Given exercise:
Write down each entry again, exactly as it reads.

--- START ---

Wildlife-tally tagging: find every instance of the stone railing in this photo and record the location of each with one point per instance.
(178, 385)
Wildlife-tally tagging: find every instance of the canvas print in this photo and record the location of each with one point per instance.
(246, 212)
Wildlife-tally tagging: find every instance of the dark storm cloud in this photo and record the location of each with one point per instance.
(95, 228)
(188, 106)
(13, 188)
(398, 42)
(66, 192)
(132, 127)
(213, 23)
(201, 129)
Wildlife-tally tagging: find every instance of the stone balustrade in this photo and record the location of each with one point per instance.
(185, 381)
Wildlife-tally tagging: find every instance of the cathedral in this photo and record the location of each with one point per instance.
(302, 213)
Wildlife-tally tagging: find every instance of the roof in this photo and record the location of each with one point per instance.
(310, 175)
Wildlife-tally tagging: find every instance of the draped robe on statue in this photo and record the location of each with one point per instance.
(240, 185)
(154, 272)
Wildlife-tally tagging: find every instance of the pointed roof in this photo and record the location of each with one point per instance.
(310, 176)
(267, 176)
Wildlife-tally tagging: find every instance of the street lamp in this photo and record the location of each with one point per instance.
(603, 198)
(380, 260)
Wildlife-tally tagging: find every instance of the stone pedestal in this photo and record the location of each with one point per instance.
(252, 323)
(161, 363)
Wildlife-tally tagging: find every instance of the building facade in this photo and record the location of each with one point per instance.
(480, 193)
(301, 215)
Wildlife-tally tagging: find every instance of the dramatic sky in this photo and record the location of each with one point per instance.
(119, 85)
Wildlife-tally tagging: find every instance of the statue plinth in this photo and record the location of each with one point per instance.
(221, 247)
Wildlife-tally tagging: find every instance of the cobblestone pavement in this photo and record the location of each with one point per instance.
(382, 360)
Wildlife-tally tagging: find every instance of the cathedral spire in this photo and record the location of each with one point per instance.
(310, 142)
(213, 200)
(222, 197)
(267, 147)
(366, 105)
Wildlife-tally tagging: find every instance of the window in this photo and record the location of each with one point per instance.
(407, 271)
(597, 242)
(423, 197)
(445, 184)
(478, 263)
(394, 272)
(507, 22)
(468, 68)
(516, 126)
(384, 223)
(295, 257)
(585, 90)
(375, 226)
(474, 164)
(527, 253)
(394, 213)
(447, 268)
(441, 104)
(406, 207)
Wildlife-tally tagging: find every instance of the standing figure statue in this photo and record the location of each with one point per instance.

--- END ---

Output:
Wildlife-tally tagging: find every instance of the stone railing in this photo and record the location of each with one point per instance.
(178, 385)
Wildlife-tally tagging: find every instance of the canvas print in this photo and record the location of each with one point per instance.
(246, 212)
Wildlife-tally tagging: find every instance of the dark storm cloud in this photo and record the location of each with one point per instance.
(95, 228)
(188, 106)
(13, 188)
(398, 42)
(66, 192)
(132, 127)
(213, 23)
(201, 129)
Wildlife-tally tagging: find every instance of the stone balustrade in this photo and record the location of each with one point per instance.
(185, 381)
Wildlife-tally tagging: find every instance of the cathedral in this photo and record the location of each with one point per instance.
(302, 213)
Wildlife-tally tagging: find every instance of the roof in this photo and record the location of each with one point per instance.
(310, 175)
Wildlife-tally tagging: find every instance of the draped robe on statue in this photo and record the location of each with one point per instance.
(240, 185)
(154, 272)
Wildlife-tally tagging: find every instance of the pointed roof in this photo and record the location of each with one point per instance.
(310, 176)
(267, 176)
Wildlife-tally tagging: find every instance of the street lamp in this photo and record the location of each with one point per instance.
(603, 198)
(380, 260)
Wildlife-tally tagging: find every instance of the stone pedestal in this photo and record the location of each with one point per instance.
(252, 323)
(161, 363)
Wildlife-tally tagging: find every instance of the building facade in this photo and record the location of each with one point per instance.
(480, 193)
(301, 215)
Wildlife-tally tagging: find every instance of the dramatic sky in this photo and record the location of each with one point per instance.
(119, 85)
Wildlife-tally tagging: find every instance of the statue plinth in this photo and record the location of each with one point per instance.
(221, 247)
Wildlife-tally tagging: find every instance of the cobblestone pavement in this photo and record the location of each with one point per instance.
(382, 360)
Wildlife-tally tagging: find every instance of the cathedral spire in this photo and record the location of each with one point per instance.
(310, 142)
(213, 200)
(222, 197)
(267, 147)
(366, 105)
Wildlife-tally tagging: find every instance of the window in this photo and record the location of each with one point per instance.
(407, 271)
(597, 242)
(423, 197)
(445, 184)
(478, 263)
(394, 272)
(507, 22)
(468, 68)
(516, 126)
(384, 223)
(295, 257)
(585, 90)
(375, 226)
(474, 164)
(527, 253)
(394, 213)
(447, 268)
(441, 104)
(406, 207)
Wildlife-tally tagging: find every instance of the standing figure statue in this photo and record the location of each with one point per instance.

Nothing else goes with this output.